◆ Exercise data

================================

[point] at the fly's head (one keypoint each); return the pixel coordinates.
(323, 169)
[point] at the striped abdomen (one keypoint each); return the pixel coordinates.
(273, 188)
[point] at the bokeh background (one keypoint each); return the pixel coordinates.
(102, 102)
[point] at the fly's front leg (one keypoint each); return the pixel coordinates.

================================

◆ Work to complete
Transcribe the listing in full, keeping every line exact.

◆ Result
[point] at the fly's head (one keypoint each); return the pixel coordinates.
(323, 169)
[point] at the striped abdomen (one keypoint each); return the pixel coordinates.
(273, 188)
[point] at the bokeh background (one keypoint each); return the pixel coordinates.
(102, 102)
[point] at the fly's front leg (one keypoint each); return the pixel coordinates.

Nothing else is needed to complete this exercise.